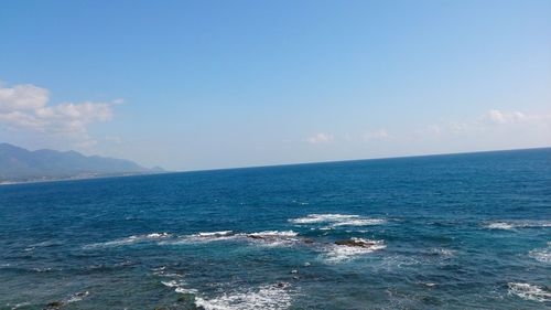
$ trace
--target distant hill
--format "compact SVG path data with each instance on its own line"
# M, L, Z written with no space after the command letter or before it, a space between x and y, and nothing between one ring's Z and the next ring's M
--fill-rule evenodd
M161 168L147 169L136 162L84 156L75 151L29 151L9 143L0 143L0 182L78 179L163 172Z

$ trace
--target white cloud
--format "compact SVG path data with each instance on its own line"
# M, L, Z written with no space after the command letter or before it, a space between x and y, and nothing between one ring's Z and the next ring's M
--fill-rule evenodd
M551 114L529 114L521 111L506 111L493 109L471 120L450 121L430 125L426 132L432 135L463 135L515 130L522 131L529 128L551 126Z
M50 104L50 92L34 85L0 85L0 125L9 130L62 137L76 147L94 146L91 124L112 118L112 106L122 103ZM33 133L34 132L34 133Z
M489 110L485 119L493 124L510 124L528 120L528 116L520 111Z
M309 143L312 143L312 145L327 143L327 142L333 141L333 135L320 132L320 133L316 133L315 136L307 138L306 141Z
M364 141L387 140L388 138L390 138L390 135L385 128L379 128L364 133Z
M34 110L44 107L50 97L45 88L31 84L3 88L0 85L0 111Z

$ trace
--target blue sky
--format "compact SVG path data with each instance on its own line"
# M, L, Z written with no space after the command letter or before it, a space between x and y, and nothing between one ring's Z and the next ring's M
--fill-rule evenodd
M0 140L172 170L551 146L551 1L2 1Z

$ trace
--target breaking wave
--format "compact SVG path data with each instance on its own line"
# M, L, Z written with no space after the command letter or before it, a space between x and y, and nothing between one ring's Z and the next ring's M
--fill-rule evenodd
M284 310L292 304L289 284L266 285L218 297L195 297L195 304L205 310Z
M352 242L358 244L366 244L368 246L357 246L357 245L338 245L332 244L327 245L324 250L325 254L323 258L327 263L342 263L346 260L355 259L359 256L374 253L386 248L383 240L369 240L363 238L352 238Z
M517 228L545 228L551 227L551 222L547 221L500 221L487 223L485 225L489 229L511 231Z
M119 239L115 239L115 240L110 240L110 242L85 245L83 248L90 249L90 248L97 248L97 247L117 247L117 246L130 245L130 244L136 244L136 243L142 243L142 242L159 240L159 239L169 238L169 237L172 237L172 234L151 233L151 234L145 234L145 235L133 235L133 236L129 236L126 238L119 238Z
M522 299L540 302L551 301L551 292L542 287L519 282L508 282L507 286L510 295L516 295Z
M382 218L369 218L355 214L309 214L304 217L292 218L293 224L329 224L332 227L338 226L368 226L380 225L387 221Z

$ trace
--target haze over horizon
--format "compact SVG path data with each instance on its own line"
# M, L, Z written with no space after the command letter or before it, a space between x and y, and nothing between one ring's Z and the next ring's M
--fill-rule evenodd
M550 1L6 1L0 142L197 170L551 146Z

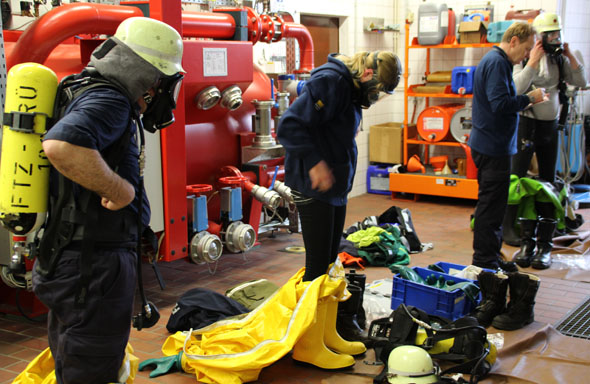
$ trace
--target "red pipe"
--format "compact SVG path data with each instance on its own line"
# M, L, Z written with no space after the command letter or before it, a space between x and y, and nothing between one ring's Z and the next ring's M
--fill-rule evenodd
M183 37L211 37L231 39L236 30L236 22L228 13L182 12Z
M301 65L296 73L308 73L313 69L313 40L311 34L301 24L285 23L283 37L294 37L299 43Z
M119 24L133 16L143 16L136 7L75 3L53 8L35 20L21 35L6 59L8 69L24 62L43 64L51 51L77 34L112 35Z

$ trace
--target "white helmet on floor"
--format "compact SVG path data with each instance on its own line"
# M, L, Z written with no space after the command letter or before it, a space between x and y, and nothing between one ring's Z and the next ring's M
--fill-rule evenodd
M414 345L402 345L389 354L387 381L391 384L431 384L438 382L438 377L428 352Z
M533 20L537 33L561 31L561 18L556 13L543 12Z

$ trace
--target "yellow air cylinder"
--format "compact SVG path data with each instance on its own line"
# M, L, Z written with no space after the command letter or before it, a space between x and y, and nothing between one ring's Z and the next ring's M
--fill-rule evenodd
M53 116L57 84L57 75L37 63L17 64L8 72L7 125L2 127L0 153L0 221L15 235L28 234L45 220L50 165L41 141L47 119Z

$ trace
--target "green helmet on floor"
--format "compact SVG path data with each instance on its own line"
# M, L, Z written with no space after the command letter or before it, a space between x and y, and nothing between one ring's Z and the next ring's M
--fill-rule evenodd
M389 354L387 381L391 384L431 384L438 382L432 358L424 349L402 345Z

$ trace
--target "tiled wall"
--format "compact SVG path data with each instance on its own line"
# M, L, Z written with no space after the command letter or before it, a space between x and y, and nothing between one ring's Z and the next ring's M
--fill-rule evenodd
M418 7L421 0L284 0L285 5L292 5L300 13L323 14L340 17L340 50L344 54L353 54L362 50L389 49L397 52L400 59L404 60L404 22L409 12L414 14L417 20ZM293 3L293 4L291 4ZM457 17L466 5L482 4L484 1L447 1L449 8L453 8ZM547 12L557 12L564 19L564 35L571 47L582 52L587 68L590 67L590 6L588 0L496 0L494 5L494 20L503 20L506 13L514 6L515 9L538 9ZM401 32L368 33L363 31L364 17L381 17L385 24L400 24ZM410 39L417 35L417 23L410 28ZM458 65L475 65L487 52L484 48L469 48L458 50L432 50L431 71L450 70ZM422 50L412 50L409 58L410 78L409 83L422 82L424 74L426 53ZM590 73L586 69L586 76L590 79ZM590 94L581 92L578 97L584 111L590 111ZM417 100L416 117L424 106L424 100ZM434 101L436 102L436 101ZM369 127L388 121L403 121L403 81L393 96L371 107L363 115L363 131L357 138L359 146L359 165L357 176L351 196L363 194L367 190L366 170L369 165L368 135ZM411 118L413 103L409 103L409 116Z

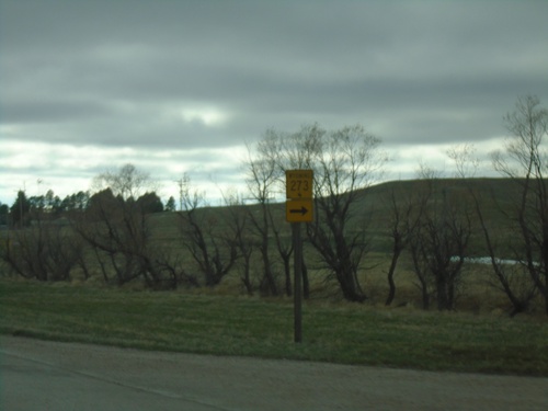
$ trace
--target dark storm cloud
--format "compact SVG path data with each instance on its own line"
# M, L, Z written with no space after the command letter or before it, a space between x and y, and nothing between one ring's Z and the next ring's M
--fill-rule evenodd
M547 1L0 0L1 139L151 153L318 122L395 149L482 141L518 95L548 101L547 15Z

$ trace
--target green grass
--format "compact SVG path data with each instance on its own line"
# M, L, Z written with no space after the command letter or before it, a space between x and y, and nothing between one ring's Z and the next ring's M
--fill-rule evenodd
M144 350L548 376L546 318L0 281L0 332Z

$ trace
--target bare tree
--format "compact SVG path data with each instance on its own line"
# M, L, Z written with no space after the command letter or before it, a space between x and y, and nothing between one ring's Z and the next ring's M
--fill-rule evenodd
M92 185L95 192L111 189L114 196L122 198L137 198L147 192L156 192L156 183L150 179L150 174L138 170L134 164L127 163L119 170L109 170L96 175Z
M389 236L392 240L392 256L387 272L388 295L385 305L392 304L396 296L395 274L401 253L408 248L409 242L421 222L429 196L421 191L390 190L385 198L385 209L389 213Z
M269 295L278 295L276 275L273 271L273 261L270 246L272 231L272 207L271 198L275 194L276 184L279 184L281 170L278 167L279 139L273 132L269 130L262 140L255 146L255 152L248 149L247 184L251 197L258 203L258 212L250 215L251 224L259 240L259 252L261 253L263 276L261 290ZM253 157L254 156L254 157Z
M368 250L366 215L357 213L361 189L378 181L387 161L380 140L361 125L317 133L315 220L307 225L310 242L336 278L345 299L364 301L358 272ZM354 207L354 208L353 208Z
M32 225L11 232L2 259L19 275L38 281L66 281L81 262L83 246L68 228L34 209Z
M252 277L251 256L255 248L255 240L250 232L251 215L249 207L246 206L243 196L238 193L224 195L225 205L228 209L227 226L230 237L233 239L238 254L240 256L240 279L249 295L252 295L255 288Z
M430 307L434 293L438 310L452 310L472 228L469 213L460 207L463 202L452 198L445 187L435 194L430 195L432 202L414 231L411 254L423 308Z
M514 214L521 247L514 249L515 259L523 262L548 313L548 110L537 96L520 98L504 124L512 137L504 151L492 155L493 165L520 186Z
M192 191L187 175L183 181L183 212L180 213L182 240L204 274L205 285L213 287L236 263L237 241L228 232L222 232L222 221L218 220L220 214L212 213L203 193Z

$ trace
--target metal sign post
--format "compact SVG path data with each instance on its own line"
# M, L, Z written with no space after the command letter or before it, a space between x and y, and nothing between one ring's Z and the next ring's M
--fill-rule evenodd
M285 219L292 224L294 252L294 328L295 342L302 342L302 240L300 222L312 221L312 170L288 170L285 172Z

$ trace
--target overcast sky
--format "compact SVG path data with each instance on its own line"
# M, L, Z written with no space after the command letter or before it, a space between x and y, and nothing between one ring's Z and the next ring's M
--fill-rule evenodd
M215 196L246 142L315 122L380 137L389 179L450 173L447 147L501 146L517 96L548 106L547 18L546 0L0 0L0 202L125 163L164 201L183 172Z

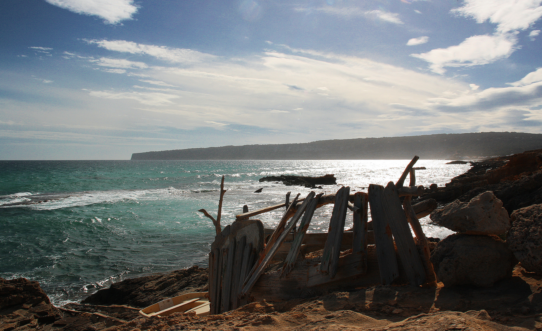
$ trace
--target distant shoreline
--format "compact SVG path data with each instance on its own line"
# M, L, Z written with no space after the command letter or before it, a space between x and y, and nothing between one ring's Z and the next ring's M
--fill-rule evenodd
M134 153L131 160L474 160L542 148L542 134L517 132L438 134L247 145Z

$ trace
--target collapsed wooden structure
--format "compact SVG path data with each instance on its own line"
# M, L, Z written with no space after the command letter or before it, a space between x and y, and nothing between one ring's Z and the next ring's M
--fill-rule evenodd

Short problem =>
Locate every line in the rows above that contains the string "floor" and copy each of those lines in full.

Answer to the problem =>
--target "white helmet on floor"
--target "green helmet on floor"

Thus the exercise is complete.